• _SOURCE MATERIAL_:

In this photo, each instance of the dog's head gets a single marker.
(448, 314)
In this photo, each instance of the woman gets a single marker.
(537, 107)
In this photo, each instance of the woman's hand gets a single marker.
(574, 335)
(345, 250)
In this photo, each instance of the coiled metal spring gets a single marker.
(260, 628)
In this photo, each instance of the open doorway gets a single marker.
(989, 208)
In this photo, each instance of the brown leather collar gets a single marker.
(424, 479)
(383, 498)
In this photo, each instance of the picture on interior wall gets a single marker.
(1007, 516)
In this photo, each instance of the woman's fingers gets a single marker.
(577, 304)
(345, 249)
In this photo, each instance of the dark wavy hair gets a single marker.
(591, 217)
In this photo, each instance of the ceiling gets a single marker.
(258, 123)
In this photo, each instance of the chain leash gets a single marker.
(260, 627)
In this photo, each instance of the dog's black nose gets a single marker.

• _TASK INSTRUCTIONS_: Copy the data word for word, starting with the line that contains "In this photo, each instance of the woman's fingers" and going on through the last line of the data.

• _RESULT OF THE EXERCISE_:
In this photo, each instance of the woman's fingers gets a single marker.
(577, 304)
(345, 249)
In this photo, each instance of the dark wavy hair gets a single marker.
(591, 217)
In this photo, each instance of the ceiling gets a single marker.
(258, 123)
In this photo, each instance of the chain leash gets a single marker.
(260, 627)
In this photo, each instance of the dog's black nose gets a single marker.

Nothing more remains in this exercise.